▸ What this task involves: Continue the news article below about Senegal's shortage of hospital beds for Covid-19 patients, picking up right after its final sentence.

Senegal hospitals turn away Covid-19 patients amid a shortage of beds
Dakar — Senegal is racing to provide more hospital beds for coronavirus patients as infections soar and a lack of capacity means doctors are only able to admit the most severe cases, according to health officials.
A second wave of new infections and deaths hit record highs in January, forcing President Macky Sall to reimpose a state of emergency that bans gatherings and enforces mask wearing.
Doctors hope that will buy authorities enough time to install new facilities and reopen health centres that were active during the first wave in 2020 but were shuttered as cases dropped.
“The cases are rising faster than the number of beds, so we are experiencing a moment of tension,” said Moussa Seydi, who runs Senegal's Covid-19 response. A loosening of coronavirus prevention measures in recent months has contributed to the increased caseload, he said.

▸ Extracted entries:
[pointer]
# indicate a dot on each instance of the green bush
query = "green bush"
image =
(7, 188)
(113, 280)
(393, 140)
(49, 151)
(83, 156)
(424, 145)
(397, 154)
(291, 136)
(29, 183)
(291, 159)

▸ Output for this task:
Low testing levels had allowed the pandemic to unfold across the West African country largely undetected, and its younger population meant that there was not the kind of carnage seen in Europe or the US. According to Reuters data, it has recorded 21,245 infections and 465 coronavirus-related deaths since the pandemic began.
But now a sharp rise in cases threatens to overwhelm the health system that lacks the resources of wealthier nations.
Senegal is awaiting vaccines through the World Health Organisation-backed global Covax scheme. This programme is helping to finance deliveries to 92 developing nations with limited or no means to buy vaccines on their own.
But it does not have the capacity to store vials at sub-zero temperatures, limiting its vaccine options and putting the onus on prevention and front-line care.
Inside Dakar's Fann Hospital, a quiet medical complex fenced off from busy surrounding thoroughfares, all the intensive care beds are occupied. In a single-storey isolation unit, Covid-19 patients in sparse rooms are aided by oxygen tanks and a small team of doctors and nurses in full protective gear.
“Sometimes there is fear, there is panic,” said nurse Ndeye Diagne. “We are more concerned for our families than ourselves because ... once we are home we are afraid to infect our families, our children.”
Nearby, a multistorey clinic with 70 rooms has been built and in March will start receiving Covid-19 patients in a ward with an air purifying system and ventilators.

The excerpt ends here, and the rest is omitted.